> Saved data entries:
<<<<
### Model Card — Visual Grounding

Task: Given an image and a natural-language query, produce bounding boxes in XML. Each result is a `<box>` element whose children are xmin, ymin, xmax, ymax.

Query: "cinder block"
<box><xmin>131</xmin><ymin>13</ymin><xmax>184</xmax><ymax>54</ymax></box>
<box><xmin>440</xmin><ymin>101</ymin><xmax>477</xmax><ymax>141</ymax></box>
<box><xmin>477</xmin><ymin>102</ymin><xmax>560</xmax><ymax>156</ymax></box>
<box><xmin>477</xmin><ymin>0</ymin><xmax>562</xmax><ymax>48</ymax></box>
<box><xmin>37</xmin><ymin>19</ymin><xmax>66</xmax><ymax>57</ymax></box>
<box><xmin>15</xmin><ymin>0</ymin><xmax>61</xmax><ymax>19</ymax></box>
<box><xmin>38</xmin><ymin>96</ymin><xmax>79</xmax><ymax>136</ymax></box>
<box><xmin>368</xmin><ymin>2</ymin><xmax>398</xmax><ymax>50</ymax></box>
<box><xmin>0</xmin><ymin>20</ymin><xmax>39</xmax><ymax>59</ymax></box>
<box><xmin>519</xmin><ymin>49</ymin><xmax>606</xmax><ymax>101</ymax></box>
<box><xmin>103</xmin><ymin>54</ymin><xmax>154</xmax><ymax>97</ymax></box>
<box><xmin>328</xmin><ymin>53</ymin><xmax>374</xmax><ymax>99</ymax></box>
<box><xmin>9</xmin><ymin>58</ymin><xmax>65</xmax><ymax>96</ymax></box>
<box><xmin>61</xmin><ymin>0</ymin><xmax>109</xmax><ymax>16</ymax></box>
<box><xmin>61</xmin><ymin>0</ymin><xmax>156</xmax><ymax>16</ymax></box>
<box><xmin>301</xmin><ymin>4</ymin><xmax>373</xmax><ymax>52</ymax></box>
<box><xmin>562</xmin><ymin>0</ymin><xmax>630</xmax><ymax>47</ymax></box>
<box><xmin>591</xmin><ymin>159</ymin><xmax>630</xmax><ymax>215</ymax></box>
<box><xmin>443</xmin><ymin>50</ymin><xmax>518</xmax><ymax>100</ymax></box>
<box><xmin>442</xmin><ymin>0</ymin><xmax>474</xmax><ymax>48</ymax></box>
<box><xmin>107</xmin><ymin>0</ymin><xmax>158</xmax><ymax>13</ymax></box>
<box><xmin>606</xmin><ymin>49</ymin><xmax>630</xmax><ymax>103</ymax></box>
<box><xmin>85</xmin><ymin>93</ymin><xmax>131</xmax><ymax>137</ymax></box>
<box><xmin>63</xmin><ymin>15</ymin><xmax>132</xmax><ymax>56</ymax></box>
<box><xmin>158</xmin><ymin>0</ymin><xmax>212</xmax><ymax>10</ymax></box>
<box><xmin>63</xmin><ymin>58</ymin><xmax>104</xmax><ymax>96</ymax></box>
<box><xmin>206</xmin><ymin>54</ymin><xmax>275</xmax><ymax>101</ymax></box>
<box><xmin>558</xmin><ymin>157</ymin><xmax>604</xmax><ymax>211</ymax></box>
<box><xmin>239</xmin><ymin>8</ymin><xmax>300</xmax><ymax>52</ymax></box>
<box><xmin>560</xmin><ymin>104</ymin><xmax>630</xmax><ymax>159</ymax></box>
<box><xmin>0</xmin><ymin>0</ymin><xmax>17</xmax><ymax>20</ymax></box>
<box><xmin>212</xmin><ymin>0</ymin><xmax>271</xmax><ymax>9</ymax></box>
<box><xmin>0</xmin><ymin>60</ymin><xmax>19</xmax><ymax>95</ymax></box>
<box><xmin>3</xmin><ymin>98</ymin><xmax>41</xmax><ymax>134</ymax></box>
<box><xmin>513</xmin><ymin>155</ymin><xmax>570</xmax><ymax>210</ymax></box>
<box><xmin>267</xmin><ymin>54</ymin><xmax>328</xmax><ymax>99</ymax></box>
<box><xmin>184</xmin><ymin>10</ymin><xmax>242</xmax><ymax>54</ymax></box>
>>>>
> PROBLEM:
Can you give all of the lines above as a Markdown table with two columns, Row for the row number and Line for the line itself, leaving out any blank lines?

> WRITTEN REPLY:
| Row | Line |
|---|---|
| 1 | ### Model Card — Visual Grounding |
| 2 | Task: Given an image and a natural-language query, produce bounding boxes in XML. Each result is a `<box>` element whose children are xmin, ymin, xmax, ymax. |
| 3 | Query: "cinder block" |
| 4 | <box><xmin>131</xmin><ymin>13</ymin><xmax>184</xmax><ymax>54</ymax></box> |
| 5 | <box><xmin>440</xmin><ymin>101</ymin><xmax>477</xmax><ymax>141</ymax></box> |
| 6 | <box><xmin>477</xmin><ymin>102</ymin><xmax>560</xmax><ymax>156</ymax></box> |
| 7 | <box><xmin>477</xmin><ymin>0</ymin><xmax>562</xmax><ymax>48</ymax></box> |
| 8 | <box><xmin>37</xmin><ymin>19</ymin><xmax>66</xmax><ymax>57</ymax></box> |
| 9 | <box><xmin>15</xmin><ymin>0</ymin><xmax>61</xmax><ymax>19</ymax></box> |
| 10 | <box><xmin>38</xmin><ymin>96</ymin><xmax>79</xmax><ymax>136</ymax></box> |
| 11 | <box><xmin>368</xmin><ymin>2</ymin><xmax>398</xmax><ymax>50</ymax></box> |
| 12 | <box><xmin>0</xmin><ymin>20</ymin><xmax>39</xmax><ymax>59</ymax></box> |
| 13 | <box><xmin>519</xmin><ymin>49</ymin><xmax>606</xmax><ymax>101</ymax></box> |
| 14 | <box><xmin>103</xmin><ymin>54</ymin><xmax>154</xmax><ymax>97</ymax></box> |
| 15 | <box><xmin>328</xmin><ymin>53</ymin><xmax>374</xmax><ymax>99</ymax></box> |
| 16 | <box><xmin>9</xmin><ymin>58</ymin><xmax>65</xmax><ymax>96</ymax></box> |
| 17 | <box><xmin>61</xmin><ymin>0</ymin><xmax>109</xmax><ymax>16</ymax></box> |
| 18 | <box><xmin>61</xmin><ymin>0</ymin><xmax>156</xmax><ymax>16</ymax></box> |
| 19 | <box><xmin>301</xmin><ymin>4</ymin><xmax>373</xmax><ymax>52</ymax></box> |
| 20 | <box><xmin>562</xmin><ymin>0</ymin><xmax>630</xmax><ymax>47</ymax></box> |
| 21 | <box><xmin>591</xmin><ymin>159</ymin><xmax>630</xmax><ymax>215</ymax></box> |
| 22 | <box><xmin>443</xmin><ymin>50</ymin><xmax>518</xmax><ymax>100</ymax></box> |
| 23 | <box><xmin>442</xmin><ymin>0</ymin><xmax>474</xmax><ymax>48</ymax></box> |
| 24 | <box><xmin>107</xmin><ymin>0</ymin><xmax>158</xmax><ymax>13</ymax></box> |
| 25 | <box><xmin>606</xmin><ymin>49</ymin><xmax>630</xmax><ymax>103</ymax></box> |
| 26 | <box><xmin>85</xmin><ymin>93</ymin><xmax>131</xmax><ymax>137</ymax></box> |
| 27 | <box><xmin>63</xmin><ymin>15</ymin><xmax>132</xmax><ymax>56</ymax></box> |
| 28 | <box><xmin>158</xmin><ymin>0</ymin><xmax>212</xmax><ymax>10</ymax></box> |
| 29 | <box><xmin>63</xmin><ymin>58</ymin><xmax>104</xmax><ymax>96</ymax></box> |
| 30 | <box><xmin>206</xmin><ymin>54</ymin><xmax>275</xmax><ymax>101</ymax></box> |
| 31 | <box><xmin>558</xmin><ymin>157</ymin><xmax>604</xmax><ymax>211</ymax></box> |
| 32 | <box><xmin>239</xmin><ymin>8</ymin><xmax>300</xmax><ymax>52</ymax></box> |
| 33 | <box><xmin>560</xmin><ymin>104</ymin><xmax>630</xmax><ymax>159</ymax></box> |
| 34 | <box><xmin>0</xmin><ymin>0</ymin><xmax>17</xmax><ymax>20</ymax></box> |
| 35 | <box><xmin>212</xmin><ymin>0</ymin><xmax>271</xmax><ymax>9</ymax></box> |
| 36 | <box><xmin>0</xmin><ymin>60</ymin><xmax>19</xmax><ymax>95</ymax></box> |
| 37 | <box><xmin>3</xmin><ymin>98</ymin><xmax>41</xmax><ymax>134</ymax></box> |
| 38 | <box><xmin>513</xmin><ymin>155</ymin><xmax>570</xmax><ymax>210</ymax></box> |
| 39 | <box><xmin>267</xmin><ymin>54</ymin><xmax>328</xmax><ymax>99</ymax></box> |
| 40 | <box><xmin>184</xmin><ymin>10</ymin><xmax>242</xmax><ymax>54</ymax></box> |